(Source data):
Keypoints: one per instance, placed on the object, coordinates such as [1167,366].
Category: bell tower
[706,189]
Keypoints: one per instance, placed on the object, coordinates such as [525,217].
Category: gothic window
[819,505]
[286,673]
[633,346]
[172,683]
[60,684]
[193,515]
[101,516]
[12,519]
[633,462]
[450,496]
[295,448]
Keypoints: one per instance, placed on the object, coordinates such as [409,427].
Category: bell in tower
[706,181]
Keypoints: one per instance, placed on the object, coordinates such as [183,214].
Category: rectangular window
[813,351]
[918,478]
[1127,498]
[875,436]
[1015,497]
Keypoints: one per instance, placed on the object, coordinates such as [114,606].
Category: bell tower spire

(To do): Your answer must be the line with "such as [183,214]." and all lines after it through the final line of the entries, copied exactly and with nothing added.

(Answer box):
Keypoints: one per instance, placed on the object, coordinates such as [183,214].
Category: rectangular window
[813,351]
[918,478]
[1127,498]
[875,436]
[1015,497]
Keypoints: one per instance, placed on the object, coordinates such as [114,606].
Category: bell tower spire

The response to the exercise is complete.